### [INFORMATION SUPPLIED]
*** Begin section ***
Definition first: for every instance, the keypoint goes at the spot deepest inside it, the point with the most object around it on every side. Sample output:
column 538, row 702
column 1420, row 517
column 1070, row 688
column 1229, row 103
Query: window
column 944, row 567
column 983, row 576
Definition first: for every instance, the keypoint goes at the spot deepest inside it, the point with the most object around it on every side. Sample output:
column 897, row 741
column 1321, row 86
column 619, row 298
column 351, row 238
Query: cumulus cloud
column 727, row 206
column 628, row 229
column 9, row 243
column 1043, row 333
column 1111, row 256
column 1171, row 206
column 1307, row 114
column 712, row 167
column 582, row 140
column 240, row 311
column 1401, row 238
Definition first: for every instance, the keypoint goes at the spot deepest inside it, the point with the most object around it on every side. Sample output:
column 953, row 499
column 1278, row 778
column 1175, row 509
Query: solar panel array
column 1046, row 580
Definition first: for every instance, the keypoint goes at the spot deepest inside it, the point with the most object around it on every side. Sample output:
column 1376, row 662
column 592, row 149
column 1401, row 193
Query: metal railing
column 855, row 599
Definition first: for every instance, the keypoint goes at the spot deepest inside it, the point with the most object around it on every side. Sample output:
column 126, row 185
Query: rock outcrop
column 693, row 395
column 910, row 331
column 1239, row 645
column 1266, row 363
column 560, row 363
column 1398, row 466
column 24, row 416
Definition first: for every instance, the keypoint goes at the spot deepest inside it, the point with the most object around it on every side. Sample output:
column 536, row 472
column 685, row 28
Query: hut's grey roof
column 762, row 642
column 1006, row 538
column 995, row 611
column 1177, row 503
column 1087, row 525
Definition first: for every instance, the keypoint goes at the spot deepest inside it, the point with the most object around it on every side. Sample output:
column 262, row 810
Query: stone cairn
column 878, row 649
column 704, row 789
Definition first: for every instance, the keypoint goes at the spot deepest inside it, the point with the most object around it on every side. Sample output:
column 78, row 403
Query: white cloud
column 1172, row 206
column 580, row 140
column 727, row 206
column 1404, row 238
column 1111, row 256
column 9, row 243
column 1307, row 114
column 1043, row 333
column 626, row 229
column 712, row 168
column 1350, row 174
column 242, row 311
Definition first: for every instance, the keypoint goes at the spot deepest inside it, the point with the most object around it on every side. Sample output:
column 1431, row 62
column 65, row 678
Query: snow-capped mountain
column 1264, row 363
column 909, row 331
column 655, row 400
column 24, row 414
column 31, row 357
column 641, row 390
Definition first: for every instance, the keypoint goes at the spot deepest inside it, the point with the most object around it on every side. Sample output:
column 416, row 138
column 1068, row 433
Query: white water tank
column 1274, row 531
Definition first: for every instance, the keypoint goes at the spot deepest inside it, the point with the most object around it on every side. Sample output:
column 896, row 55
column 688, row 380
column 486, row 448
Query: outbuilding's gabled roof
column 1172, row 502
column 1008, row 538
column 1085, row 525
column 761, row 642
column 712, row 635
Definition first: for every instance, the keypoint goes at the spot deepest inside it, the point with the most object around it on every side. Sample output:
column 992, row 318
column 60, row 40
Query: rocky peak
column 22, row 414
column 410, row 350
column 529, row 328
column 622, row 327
*** End section ***
*** Begin section ***
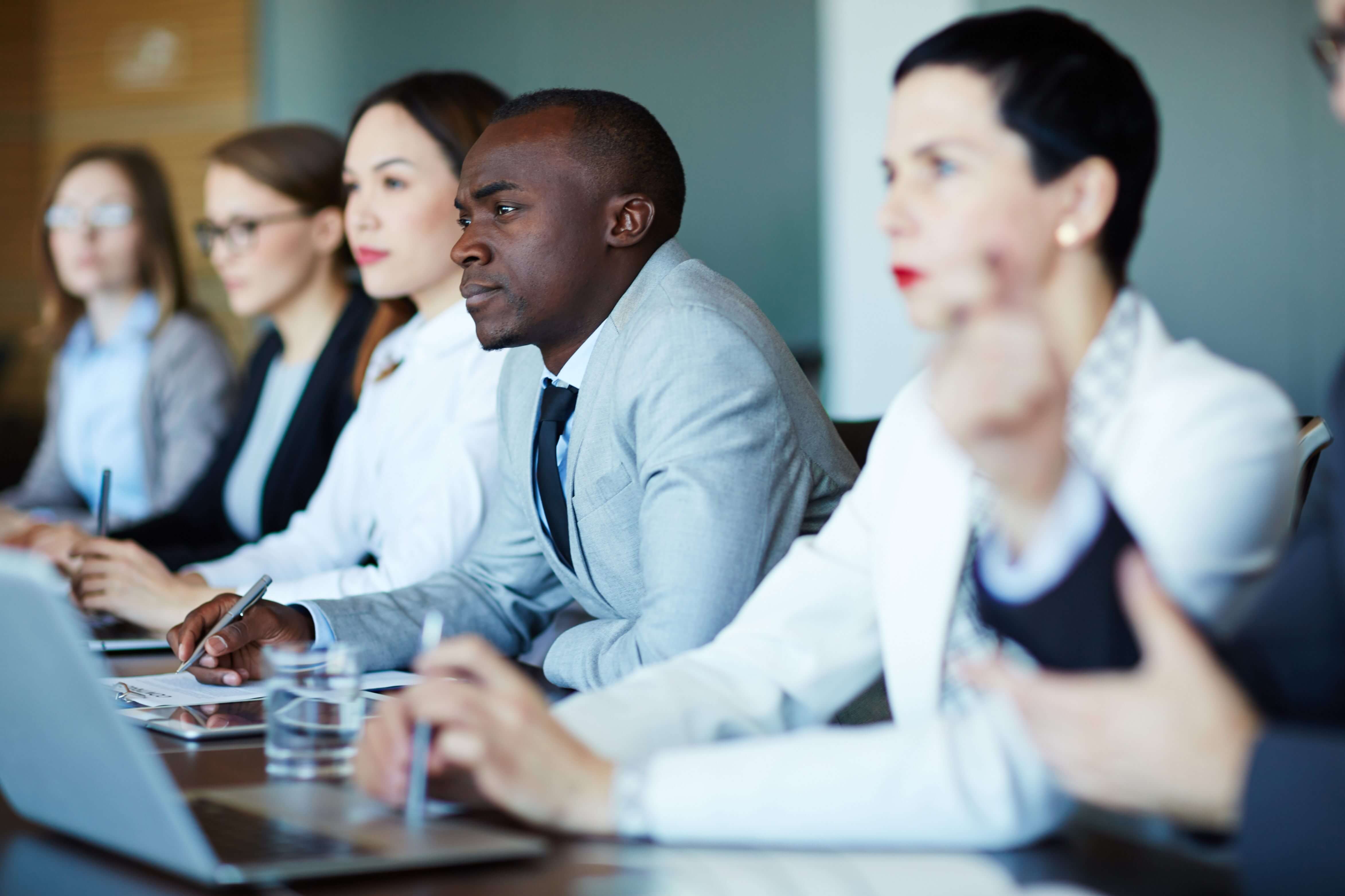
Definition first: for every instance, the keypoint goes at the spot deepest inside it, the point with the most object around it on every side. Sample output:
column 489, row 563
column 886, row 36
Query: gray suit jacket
*** End section ***
Among the entries above, locate the lines containing "column 538, row 702" and "column 1175, row 509", and transcribe exactly those two lines and all lines between.

column 538, row 702
column 1420, row 517
column 1070, row 688
column 1229, row 103
Query: window
column 944, row 567
column 983, row 576
Definition first: for every instance, the keypoint goes at the spot deepest inside it, the point with the most object around it on every side. Sample output:
column 897, row 741
column 1321, row 86
column 619, row 298
column 351, row 238
Query: cumulus cloud
column 727, row 206
column 628, row 229
column 9, row 243
column 1043, row 333
column 1111, row 256
column 1171, row 206
column 1307, row 114
column 712, row 167
column 582, row 140
column 240, row 311
column 1401, row 238
Definition first: for every instance, the keypoint goes at the spot deepest inside it, the point with the most object around it on every side. Sample output:
column 953, row 499
column 1278, row 778
column 1175, row 509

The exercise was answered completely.